**RECORDS TO PROCESS**:
++++++++

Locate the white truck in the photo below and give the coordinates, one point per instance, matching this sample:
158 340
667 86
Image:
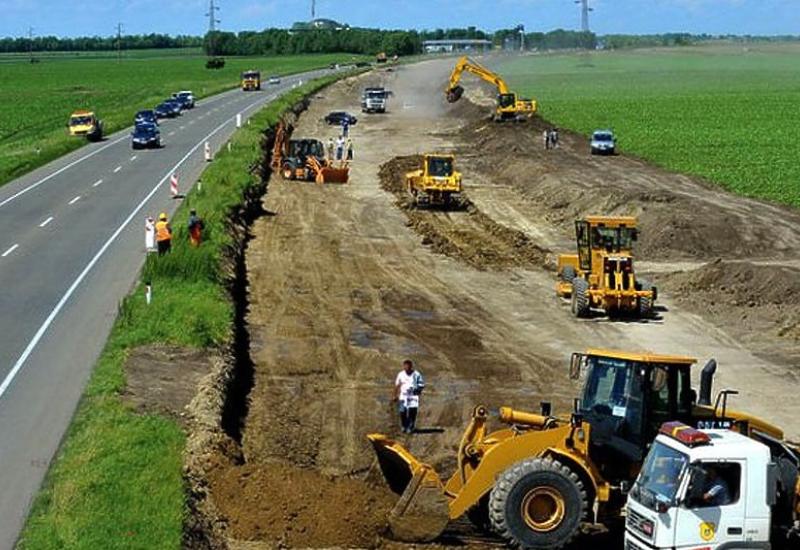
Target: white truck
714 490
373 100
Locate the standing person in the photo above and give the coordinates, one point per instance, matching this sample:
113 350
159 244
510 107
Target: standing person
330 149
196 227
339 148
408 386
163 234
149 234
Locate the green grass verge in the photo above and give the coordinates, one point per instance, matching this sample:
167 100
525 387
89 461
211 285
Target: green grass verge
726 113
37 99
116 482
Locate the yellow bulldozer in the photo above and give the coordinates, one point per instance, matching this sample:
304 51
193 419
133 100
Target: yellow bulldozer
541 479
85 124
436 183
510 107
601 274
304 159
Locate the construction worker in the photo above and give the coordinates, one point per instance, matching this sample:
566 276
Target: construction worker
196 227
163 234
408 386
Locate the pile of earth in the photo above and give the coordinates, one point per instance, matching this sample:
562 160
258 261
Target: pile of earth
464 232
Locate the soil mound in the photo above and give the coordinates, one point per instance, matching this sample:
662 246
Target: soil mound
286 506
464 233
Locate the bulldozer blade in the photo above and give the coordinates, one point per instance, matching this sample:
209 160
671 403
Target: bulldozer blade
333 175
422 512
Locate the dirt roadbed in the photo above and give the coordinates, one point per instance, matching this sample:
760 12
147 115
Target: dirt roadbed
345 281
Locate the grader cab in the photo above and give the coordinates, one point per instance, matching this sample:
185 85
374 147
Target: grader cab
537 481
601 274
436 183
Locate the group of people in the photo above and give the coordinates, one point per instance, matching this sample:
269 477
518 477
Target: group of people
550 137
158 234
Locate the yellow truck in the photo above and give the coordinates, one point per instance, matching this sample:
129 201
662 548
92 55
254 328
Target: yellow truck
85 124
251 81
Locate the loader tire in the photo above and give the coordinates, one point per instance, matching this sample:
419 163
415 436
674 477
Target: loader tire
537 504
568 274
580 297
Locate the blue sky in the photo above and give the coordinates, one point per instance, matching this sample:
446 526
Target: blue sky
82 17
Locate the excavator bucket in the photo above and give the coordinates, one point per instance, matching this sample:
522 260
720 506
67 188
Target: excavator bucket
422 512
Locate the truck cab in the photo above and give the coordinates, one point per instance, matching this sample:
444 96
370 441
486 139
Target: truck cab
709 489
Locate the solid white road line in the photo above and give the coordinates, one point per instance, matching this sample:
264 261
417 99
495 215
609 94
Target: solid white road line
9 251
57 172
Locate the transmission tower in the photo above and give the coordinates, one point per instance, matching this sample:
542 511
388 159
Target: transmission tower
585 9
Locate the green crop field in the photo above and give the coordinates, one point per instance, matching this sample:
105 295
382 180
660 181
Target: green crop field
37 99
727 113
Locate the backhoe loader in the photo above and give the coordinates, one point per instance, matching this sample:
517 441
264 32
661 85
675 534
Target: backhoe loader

++++++++

**WORK TO DO**: Scale the listing from the line containing "Locate the transmission" through the end of the listing, both ends included. Reproduce every one of those lines, requests included, but multiply each answer coordinate by 1.3 and round it to a whole number, with halves rounding up. Leave the numbers in the requests and their format samples unchanged.

**EXPECTED ANSWER**:
Locate the transmission tower in the photo above and give the coordinates, one point per instance, matching this sample:
542 511
388 159
Target: transmission tower
761 12
Locate the green crop field in the photo above and give the coordinates, one point per instance, matching this sample:
105 295
382 180
660 181
Target: green crop field
48 129
945 147
Locate the backhoe loader in the photo above and give the coordinates, one point per instance, matching this sample:
517 441
264 32
661 85
675 534
Target: backhoe loader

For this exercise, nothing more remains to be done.